**SHORT PROBLEM 1**: Summarize the passage on tax law in two sentences.
**SHORT PROBLEM 2**: Extend the passage on tax law by continuing it from its final sentence.

**PASSAGE**:
•••

What Is Tax Law?
Tax Law is the specialized area of law that deals with the federal and state laws and regulations governing personal taxes and estate taxes, business taxes and even tax preparation.
If you own a business it is essential to make sure you have a qualified tax attorney or professional accountant to help you manage your tax liabilities, to make sure you pay your taxes properly, to come up with tax strategies that will help you maximize your deductions and help you make sure you pay the minimum amount possible in taxes.
Strategies For Businesses To Lower Their Taxes
There are literally 100's of different strategies and deductions a business can take advantage of in order to reduce its tax liabilities. A business tax lawyer can help you take advantage of these strategies and deductions and take advantage of new strategies and deductions as the tax laws change.
Some examples of the most common deductions a business can take to offset taxes are:
Businesses may take deductions for the ordinary and necessary costs related to operating the business. Costs such as rent, advertising, utilities, office supplies, and other expenses can be deducted.

•••

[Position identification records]

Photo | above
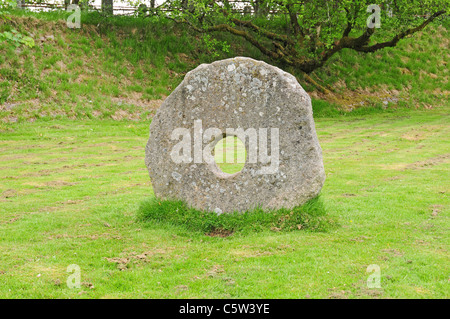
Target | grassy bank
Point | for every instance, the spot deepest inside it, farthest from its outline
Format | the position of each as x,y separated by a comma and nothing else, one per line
70,193
122,68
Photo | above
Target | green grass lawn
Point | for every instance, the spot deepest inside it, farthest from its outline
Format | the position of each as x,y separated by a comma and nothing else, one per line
70,192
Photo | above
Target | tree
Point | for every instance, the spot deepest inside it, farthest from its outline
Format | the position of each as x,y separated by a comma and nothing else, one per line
306,34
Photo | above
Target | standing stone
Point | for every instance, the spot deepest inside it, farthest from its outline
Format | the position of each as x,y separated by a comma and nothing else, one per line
239,93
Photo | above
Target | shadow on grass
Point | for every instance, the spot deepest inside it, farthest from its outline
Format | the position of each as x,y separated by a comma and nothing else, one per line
311,216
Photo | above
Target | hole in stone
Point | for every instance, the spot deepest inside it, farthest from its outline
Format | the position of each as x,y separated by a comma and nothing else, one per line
230,155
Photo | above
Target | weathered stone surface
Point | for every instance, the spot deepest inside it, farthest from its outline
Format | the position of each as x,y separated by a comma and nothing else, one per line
237,93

•••

**WRITTEN ANSWER 1**: Tax law is the area of law covering federal and state laws and regulations on personal, estate, and business taxes, as well as tax preparation. A business owner should have a qualified tax attorney or accountant to manage tax liabilities and develop strategies that maximize deductions, such as those for ordinary and necessary operating costs like rent, advertising, utilities, and office supplies.

**WRITTEN ANSWER 2**:
When you use your vehicle in your business or your business owns a vehicle you can deduct some of the costs of operating it. The two ways of figuring the vehicle expenses are the Actual Expense and Standard Mileage Rate methods.
When using the Actual method you deduct all the actual business-related expenses from driving the vehicle. This method provides a larger deduction and also allows you to deduct for the depreciation of the vehicle. The type of vehicle you own could result in a larger deduction.
When using the Standard Mileage method, you keep track of each mile driven, plus any tolls and parking fees and these can be deducted.
Equipment and Equipment Leasing
If the equipment is leased you can deduct the expense of the lease, but if the equipment is owned rather than leased, the depreciation can be taken as a deduction over the life of the equipment.
Professional fees you pay in the process of operating your business can be deducted. These include lawyers, accountants, consultants or any other professional you pay to provide you a service.
These are just a few of the many deductions available to your business at tax time. We will be glad to sit down with you and point out how we can develop strategies and deductions that will lower your businesses tax liability.
Everybody wants to pay only what they really owe in taxes and wants to make sure they take advantage of every strategy, break and deduction available to them at tax time. Another big issue is estate planning and making sure your estate is taken care of and your loved ones pay as little as possible in estate and future income taxes.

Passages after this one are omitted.